◆ **YOUR OBJECTIVE**:
From the line that contains "Identify the desert" through the closing line of the entries, write out each line exactly; pictures stay out.

[[ DATA EXTRACTS open ]]

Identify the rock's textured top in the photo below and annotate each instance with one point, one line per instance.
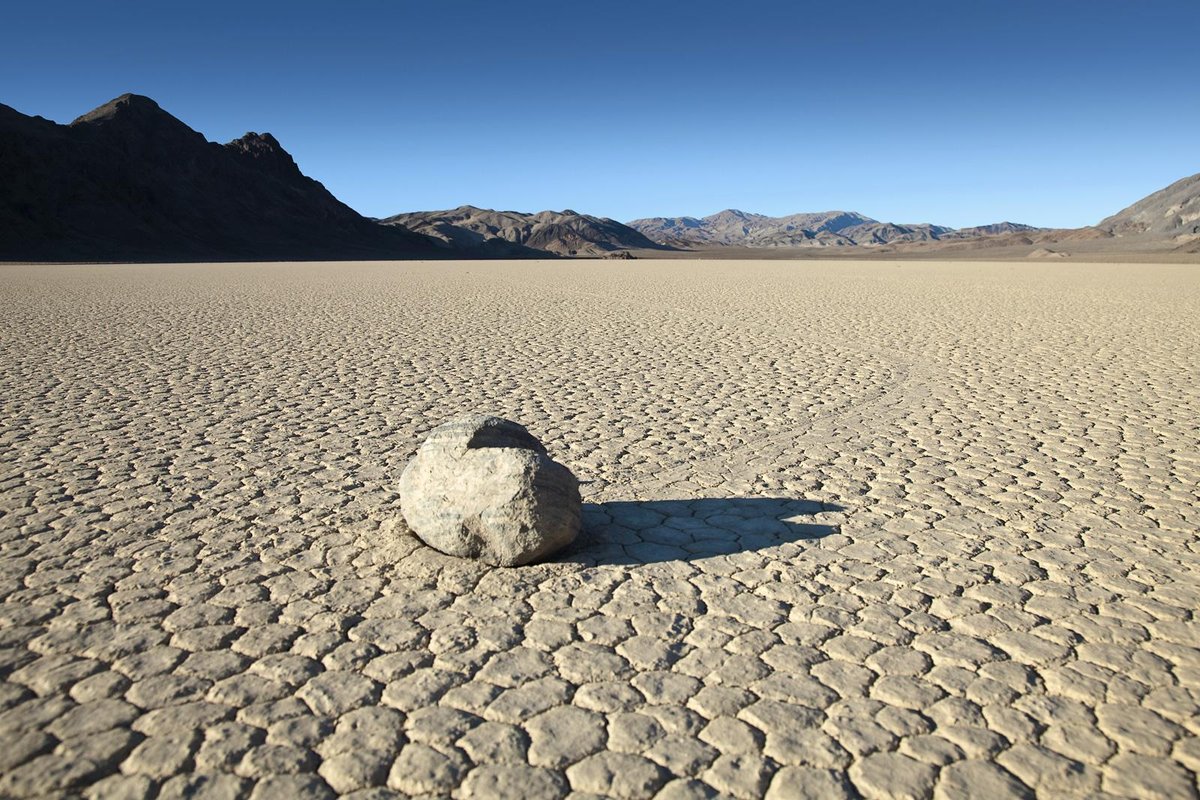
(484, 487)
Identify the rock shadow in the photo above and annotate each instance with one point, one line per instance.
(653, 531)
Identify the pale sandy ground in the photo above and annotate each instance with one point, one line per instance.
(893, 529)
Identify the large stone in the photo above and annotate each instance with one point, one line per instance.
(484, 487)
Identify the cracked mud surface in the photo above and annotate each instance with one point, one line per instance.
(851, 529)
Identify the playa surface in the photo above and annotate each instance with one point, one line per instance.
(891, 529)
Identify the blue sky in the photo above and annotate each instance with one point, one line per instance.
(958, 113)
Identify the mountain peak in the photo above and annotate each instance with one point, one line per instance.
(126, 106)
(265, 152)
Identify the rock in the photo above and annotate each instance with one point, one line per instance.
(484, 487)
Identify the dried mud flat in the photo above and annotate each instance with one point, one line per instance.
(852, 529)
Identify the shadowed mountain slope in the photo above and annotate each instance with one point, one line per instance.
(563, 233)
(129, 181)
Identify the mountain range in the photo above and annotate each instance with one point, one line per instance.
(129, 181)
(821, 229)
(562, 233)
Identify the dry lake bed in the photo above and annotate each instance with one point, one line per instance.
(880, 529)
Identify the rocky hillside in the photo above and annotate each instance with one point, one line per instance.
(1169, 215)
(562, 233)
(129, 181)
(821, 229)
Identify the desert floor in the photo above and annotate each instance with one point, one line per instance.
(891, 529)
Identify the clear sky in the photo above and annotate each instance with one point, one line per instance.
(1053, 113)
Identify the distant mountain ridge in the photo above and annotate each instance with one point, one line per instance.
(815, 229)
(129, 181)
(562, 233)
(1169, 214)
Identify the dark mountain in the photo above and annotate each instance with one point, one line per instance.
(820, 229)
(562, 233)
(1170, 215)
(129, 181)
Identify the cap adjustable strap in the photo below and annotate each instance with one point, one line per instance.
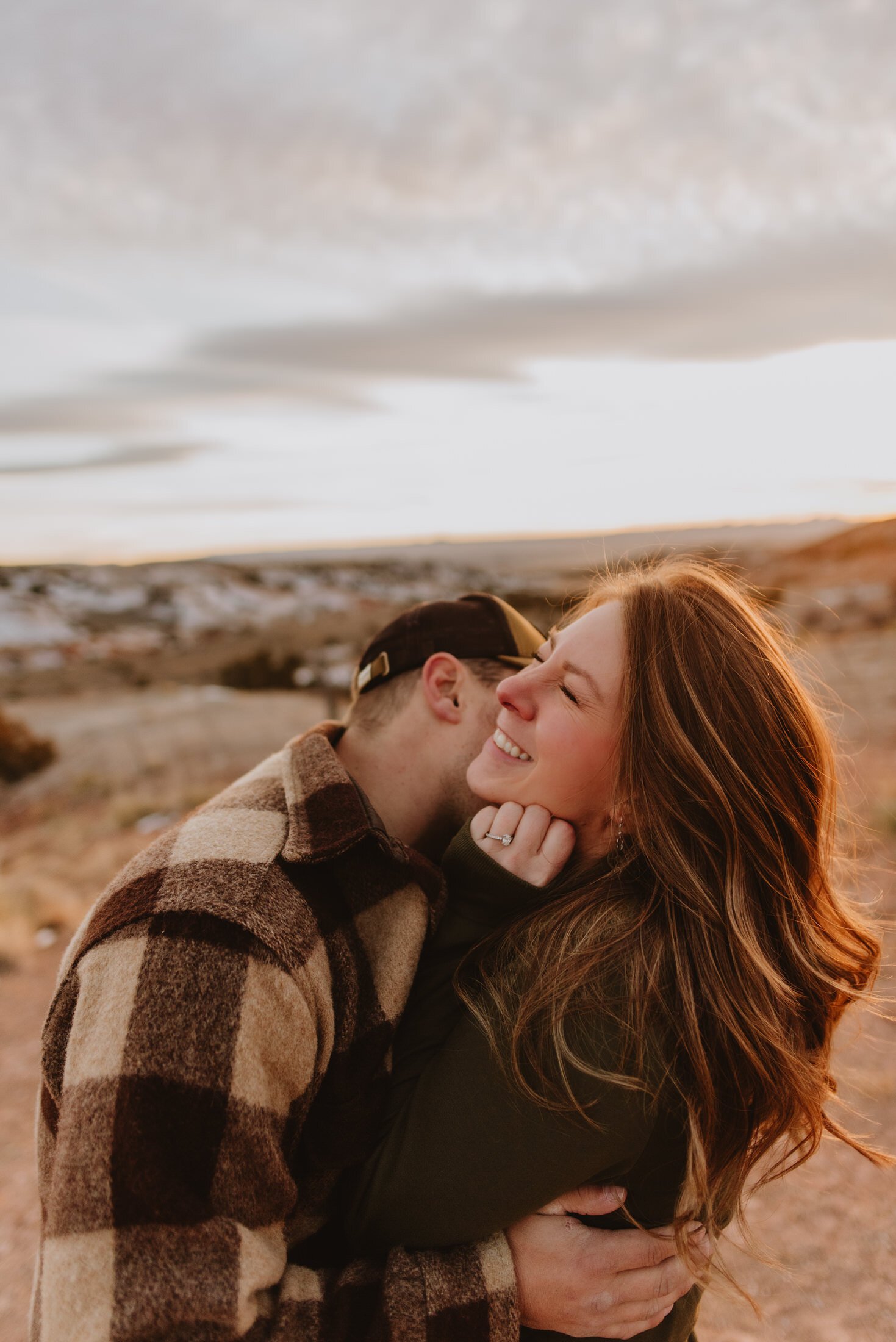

[[ DATA EXTRACTS closed ]]

◆ **EXERCISE ANSWER**:
Identify the desert floor in the photo above and annotate each instance with one point, one line per instance.
(891, 529)
Identify the clear sky in the photo above and annotate each instance with one point, one line per instance.
(1053, 113)
Identify the distant mountain ridge in the photo above and annotate each instance with one point, one line per instance.
(815, 229)
(129, 181)
(562, 233)
(1169, 214)
Identify the dark mountain in the photo above and annotate each instance with one point, one line per instance.
(820, 229)
(562, 233)
(1170, 215)
(129, 181)
Identify the cap adjustable strap in the photo below and annotate each instance with one point, one line per instance.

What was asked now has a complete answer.